**Extract provided:**
▬▬▬

Here’s a look at the good and the bad:


• Penn State clamped down on Thorne in the second half after spending the second quarter on its heels. The Nittany Lions held Michigan State to 149 yards and three points in the game’s final 30 minutes. They made a couple of pivotal red zone stands, forcing the Spartans to settle for a field goal after they had earned a first down at the 4-yard line, then keeping them out of the end zone late in the fourth quarter while protecting a 15-point lead.

The first of those two stands came at a key point in the game, as Penn State had cut Michigan State’s lead to three points early in the second half and didn’t want to see its deficit balloon back up to 10.

“That was a huge drive right there, holding them to a field goal, and then our offense being able to do some things,” Franklin said. “I think the game could have been different if they score [a touchdown] right there.”

Franklin said Penn State’s biggest problem in the first half was that it was giving up too many yards on first and second down. “They were always ahead of the sticks early in the game,” he said. “But we were able to get everyone calmed down and make some subtle adjustments and play better defensive football – gap sound, gap accountable – which was big.”

▬▬▬

**Given request 1:** Please copy the part of the Penn State excerpt word for word, beginning at the words "Here’s a look" and stopping after "a 15-point lead.".
**Given request 2:** In the Penn State excerpt, how many yards did Michigan State gain in the game's final 30 minutes?
**Given request 3:** Decide whether each statement agrees with the Penn State excerpt, answering yes or no and quoting the words that settle it: (a) Early in the second half, Penn State had cut Michigan State's lead to three points. (b) Michigan State scored a touchdown after earning a first down at the 4-yard line. (c) Franklin said the main first-half problem was giving up too many yards on third down.

**Information provided:**
▬▬▬

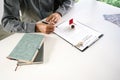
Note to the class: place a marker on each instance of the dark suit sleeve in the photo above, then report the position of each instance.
(11, 18)
(64, 6)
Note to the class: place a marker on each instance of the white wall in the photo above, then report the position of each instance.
(1, 9)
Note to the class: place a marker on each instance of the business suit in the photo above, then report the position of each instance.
(32, 11)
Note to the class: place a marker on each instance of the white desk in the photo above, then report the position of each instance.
(64, 62)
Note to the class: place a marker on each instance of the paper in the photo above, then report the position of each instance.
(114, 18)
(81, 36)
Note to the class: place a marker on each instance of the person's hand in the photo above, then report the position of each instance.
(44, 28)
(53, 18)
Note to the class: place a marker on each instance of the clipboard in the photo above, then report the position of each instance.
(81, 36)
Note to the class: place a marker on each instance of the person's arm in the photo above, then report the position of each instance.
(64, 6)
(61, 8)
(11, 18)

▬▬▬

**Solution 1:**
Here’s a look at the good and the bad:


• Penn State clamped down on Thorne in the second half after spending the second quarter on its heels. The Nittany Lions held Michigan State to 149 yards and three points in the game’s final 30 minutes. They made a couple of pivotal red zone stands, forcing the Spartans to settle for a field goal after they had earned a first down at the 4-yard line, then keeping them out of the end zone late in the fourth quarter while protecting a 15-point lead.

**Solution 2:** 149 yards.

**Solution 3:**
(a) Yes: "Penn State had cut Michigan State’s lead to three points early in the second half"
(b) No: "forcing the Spartans to settle for a field goal after they had earned a first down at the 4-yard line"
(c) No: "it was giving up too many yards on first and second down"